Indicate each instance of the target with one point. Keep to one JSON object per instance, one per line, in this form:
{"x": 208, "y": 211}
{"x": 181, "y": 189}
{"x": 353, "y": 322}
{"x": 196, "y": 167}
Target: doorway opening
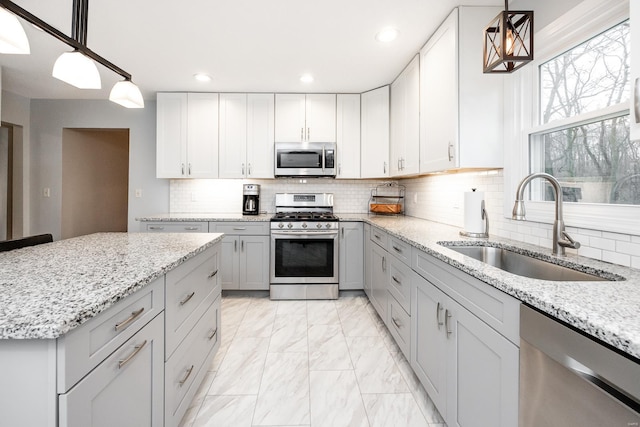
{"x": 95, "y": 181}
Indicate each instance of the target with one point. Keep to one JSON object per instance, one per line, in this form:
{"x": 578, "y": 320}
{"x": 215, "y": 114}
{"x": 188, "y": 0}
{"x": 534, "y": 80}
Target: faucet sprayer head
{"x": 518, "y": 212}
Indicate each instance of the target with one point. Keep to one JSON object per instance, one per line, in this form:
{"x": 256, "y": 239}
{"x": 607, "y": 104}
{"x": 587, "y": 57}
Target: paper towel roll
{"x": 473, "y": 222}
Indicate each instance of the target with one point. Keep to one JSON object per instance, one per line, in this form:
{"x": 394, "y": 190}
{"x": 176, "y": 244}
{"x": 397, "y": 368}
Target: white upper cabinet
{"x": 405, "y": 121}
{"x": 348, "y": 136}
{"x": 187, "y": 135}
{"x": 305, "y": 118}
{"x": 461, "y": 108}
{"x": 246, "y": 135}
{"x": 375, "y": 133}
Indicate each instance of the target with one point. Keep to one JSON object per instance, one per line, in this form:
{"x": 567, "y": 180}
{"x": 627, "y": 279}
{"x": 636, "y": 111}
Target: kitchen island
{"x": 107, "y": 329}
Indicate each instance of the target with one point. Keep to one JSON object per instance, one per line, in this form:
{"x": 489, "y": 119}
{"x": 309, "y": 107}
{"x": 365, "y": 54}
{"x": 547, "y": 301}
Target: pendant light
{"x": 79, "y": 66}
{"x": 127, "y": 94}
{"x": 508, "y": 41}
{"x": 12, "y": 36}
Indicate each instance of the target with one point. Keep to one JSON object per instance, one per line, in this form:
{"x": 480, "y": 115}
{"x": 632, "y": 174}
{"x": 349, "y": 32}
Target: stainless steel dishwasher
{"x": 569, "y": 379}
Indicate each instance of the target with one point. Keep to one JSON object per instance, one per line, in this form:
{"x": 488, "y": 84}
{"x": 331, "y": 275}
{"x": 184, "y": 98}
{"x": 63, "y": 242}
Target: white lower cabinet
{"x": 351, "y": 255}
{"x": 125, "y": 389}
{"x": 469, "y": 369}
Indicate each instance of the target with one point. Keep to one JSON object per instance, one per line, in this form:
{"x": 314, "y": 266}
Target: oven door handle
{"x": 305, "y": 234}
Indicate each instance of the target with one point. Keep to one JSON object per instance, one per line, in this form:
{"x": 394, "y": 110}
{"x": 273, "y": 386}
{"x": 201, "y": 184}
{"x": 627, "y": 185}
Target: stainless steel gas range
{"x": 304, "y": 247}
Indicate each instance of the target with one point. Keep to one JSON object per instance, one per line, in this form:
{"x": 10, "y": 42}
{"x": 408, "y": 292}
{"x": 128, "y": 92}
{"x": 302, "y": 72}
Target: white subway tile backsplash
{"x": 438, "y": 198}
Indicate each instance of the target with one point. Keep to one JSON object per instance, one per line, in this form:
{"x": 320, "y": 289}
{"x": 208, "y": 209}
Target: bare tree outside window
{"x": 596, "y": 162}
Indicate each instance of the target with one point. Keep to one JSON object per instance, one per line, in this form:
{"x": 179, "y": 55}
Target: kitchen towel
{"x": 473, "y": 222}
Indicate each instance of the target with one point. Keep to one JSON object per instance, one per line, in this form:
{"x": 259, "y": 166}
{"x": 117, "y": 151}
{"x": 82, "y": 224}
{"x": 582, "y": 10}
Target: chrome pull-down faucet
{"x": 561, "y": 238}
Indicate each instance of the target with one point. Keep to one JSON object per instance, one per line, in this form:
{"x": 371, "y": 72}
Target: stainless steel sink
{"x": 523, "y": 265}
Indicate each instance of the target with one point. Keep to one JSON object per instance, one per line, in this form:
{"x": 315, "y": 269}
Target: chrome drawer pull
{"x": 439, "y": 308}
{"x": 187, "y": 298}
{"x": 136, "y": 350}
{"x": 186, "y": 377}
{"x": 396, "y": 322}
{"x": 128, "y": 320}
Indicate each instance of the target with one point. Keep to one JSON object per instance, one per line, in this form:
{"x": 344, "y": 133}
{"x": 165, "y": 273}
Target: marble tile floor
{"x": 308, "y": 363}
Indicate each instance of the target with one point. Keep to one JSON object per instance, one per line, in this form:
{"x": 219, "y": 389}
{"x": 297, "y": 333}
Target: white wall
{"x": 49, "y": 117}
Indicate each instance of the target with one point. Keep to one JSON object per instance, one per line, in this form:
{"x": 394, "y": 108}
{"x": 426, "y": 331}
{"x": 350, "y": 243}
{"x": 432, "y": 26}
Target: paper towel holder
{"x": 485, "y": 216}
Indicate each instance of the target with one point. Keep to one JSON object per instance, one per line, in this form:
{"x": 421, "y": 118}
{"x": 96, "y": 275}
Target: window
{"x": 584, "y": 138}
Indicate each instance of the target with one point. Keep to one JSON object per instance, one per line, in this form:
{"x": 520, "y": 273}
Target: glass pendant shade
{"x": 77, "y": 70}
{"x": 127, "y": 94}
{"x": 508, "y": 41}
{"x": 12, "y": 36}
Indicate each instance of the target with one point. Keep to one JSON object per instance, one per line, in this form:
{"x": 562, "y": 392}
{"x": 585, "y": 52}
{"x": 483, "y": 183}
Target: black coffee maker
{"x": 250, "y": 199}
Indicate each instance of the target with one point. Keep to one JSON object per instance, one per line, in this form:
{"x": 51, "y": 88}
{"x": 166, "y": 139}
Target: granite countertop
{"x": 49, "y": 289}
{"x": 608, "y": 311}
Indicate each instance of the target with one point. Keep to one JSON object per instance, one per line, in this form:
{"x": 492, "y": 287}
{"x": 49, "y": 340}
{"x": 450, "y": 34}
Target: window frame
{"x": 522, "y": 122}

▸ THE EXERCISE:
Reproduce each line of the records exactly, and omit every picture.

▸ EXERCISE SOLUTION:
Indicate each instance of the target with one point. Keep to one JSON object per instance, one per line, in this form:
{"x": 208, "y": 211}
{"x": 181, "y": 189}
{"x": 353, "y": 322}
{"x": 196, "y": 167}
Target: doorway opening
{"x": 95, "y": 181}
Indicate each instance of the target with one point. Keep to one JSON object per instance, one per line, in this form:
{"x": 578, "y": 320}
{"x": 215, "y": 114}
{"x": 188, "y": 0}
{"x": 534, "y": 80}
Target: faucet sprayer head
{"x": 518, "y": 212}
Indicate each instance of the target with one point. Keep to one JSON object per instance, one per line, in this form:
{"x": 256, "y": 239}
{"x": 607, "y": 104}
{"x": 587, "y": 57}
Target: paper towel roll
{"x": 473, "y": 222}
Indicate each instance of the target with one point. Keep to one JSON object per instance, one per line, in this form:
{"x": 394, "y": 190}
{"x": 176, "y": 244}
{"x": 397, "y": 368}
Target: white upper cabinet
{"x": 405, "y": 121}
{"x": 348, "y": 136}
{"x": 187, "y": 135}
{"x": 305, "y": 118}
{"x": 461, "y": 108}
{"x": 246, "y": 135}
{"x": 375, "y": 133}
Indicate each instance of the target with one point. Keep to one JSON object per instance, one per line, in this form:
{"x": 567, "y": 180}
{"x": 627, "y": 279}
{"x": 636, "y": 111}
Target: kitchen island
{"x": 107, "y": 329}
Indicate each instance of the target with one point. Keep to one JSON object per instance, one per line, in this form:
{"x": 489, "y": 119}
{"x": 309, "y": 107}
{"x": 365, "y": 54}
{"x": 547, "y": 301}
Target: pendant light
{"x": 79, "y": 66}
{"x": 127, "y": 94}
{"x": 508, "y": 41}
{"x": 12, "y": 36}
Indicate each instance of the target with one point. Keep to one JSON object per instance, one per line, in this form:
{"x": 480, "y": 115}
{"x": 632, "y": 174}
{"x": 349, "y": 32}
Target: stainless steel dishwasher
{"x": 569, "y": 379}
Indicate each instance of the target with one point. Keep to one JSON object per instance, one per line, in this form:
{"x": 488, "y": 84}
{"x": 331, "y": 275}
{"x": 184, "y": 98}
{"x": 63, "y": 242}
Target: white lower cabinet
{"x": 351, "y": 255}
{"x": 125, "y": 389}
{"x": 469, "y": 369}
Indicate each instance of the target with one point. Keep to one JSON object per instance, one per line, in this form:
{"x": 314, "y": 266}
Target: oven door handle
{"x": 305, "y": 234}
Indicate each instance of the target with one point. Keep to one JSON object per instance, one per line, in this form:
{"x": 394, "y": 110}
{"x": 273, "y": 386}
{"x": 201, "y": 184}
{"x": 627, "y": 185}
Target: stainless steel gas range
{"x": 304, "y": 247}
Indicate each instance of the target with one point. Keep to one JSON object per instance, one per line, in this form:
{"x": 10, "y": 42}
{"x": 408, "y": 292}
{"x": 128, "y": 92}
{"x": 302, "y": 72}
Target: white subway tile backsplash
{"x": 438, "y": 198}
Indicate each instance of the target with one point. Keep to one JSON object per instance, one per line, in this form:
{"x": 320, "y": 289}
{"x": 208, "y": 209}
Target: bare tree outside window
{"x": 596, "y": 162}
Indicate each instance of the target with one point. Keep to one JSON object per instance, one per line, in this form:
{"x": 179, "y": 55}
Target: kitchen towel
{"x": 473, "y": 222}
Indicate each instance of the target with one point. Keep to one JSON object per instance, one per line, in this form:
{"x": 259, "y": 166}
{"x": 117, "y": 151}
{"x": 82, "y": 224}
{"x": 582, "y": 10}
Target: chrome pull-down faucet
{"x": 561, "y": 238}
Indicate each instance of the target with one point. Keep to one JSON object per instance, one per line, in this form:
{"x": 371, "y": 72}
Target: stainless steel sink
{"x": 523, "y": 265}
Indicate each instance of the target with one point. Keep to one JSON object per instance, one per line, in this form:
{"x": 315, "y": 269}
Target: chrome drawer pull
{"x": 439, "y": 308}
{"x": 187, "y": 298}
{"x": 136, "y": 350}
{"x": 186, "y": 377}
{"x": 396, "y": 322}
{"x": 128, "y": 320}
Indicate each instance of the target with one point. Keep to one JSON object per instance, one per line, in this form:
{"x": 344, "y": 133}
{"x": 165, "y": 273}
Target: marble tile floor
{"x": 308, "y": 363}
Indicate each instance of the target with one point. Keep to one JSON object per instance, one per line, in this form:
{"x": 219, "y": 389}
{"x": 297, "y": 333}
Target: white wall
{"x": 49, "y": 117}
Indicate each instance of the target with one point. Keep to one JSON object per instance, one per line, in this form:
{"x": 394, "y": 108}
{"x": 426, "y": 331}
{"x": 350, "y": 243}
{"x": 432, "y": 26}
Target: paper towel holder
{"x": 485, "y": 216}
Indicate each instance of the target with one point. Keep to one JSON object per instance, one per line, in this form:
{"x": 421, "y": 118}
{"x": 96, "y": 275}
Target: window
{"x": 584, "y": 138}
Indicate each instance of the target with one point. Keep to one JSON object per instance, one per line, in this form:
{"x": 520, "y": 273}
Target: glass pendant shade
{"x": 77, "y": 70}
{"x": 127, "y": 94}
{"x": 508, "y": 41}
{"x": 12, "y": 36}
Indicate each instance of the target with one point. Keep to one JSON object per instance, one per line, in this form:
{"x": 562, "y": 392}
{"x": 585, "y": 52}
{"x": 483, "y": 183}
Target: black coffee maker
{"x": 250, "y": 199}
Indicate each instance of the target with one point. Keep to one JSON object per instance, one per line, in this form:
{"x": 51, "y": 88}
{"x": 166, "y": 139}
Target: granite countertop
{"x": 49, "y": 289}
{"x": 608, "y": 311}
Indicate each instance of the target with one point. Keep to one JSON object per instance, one per line, in this form:
{"x": 492, "y": 287}
{"x": 49, "y": 340}
{"x": 450, "y": 34}
Target: window frame
{"x": 522, "y": 122}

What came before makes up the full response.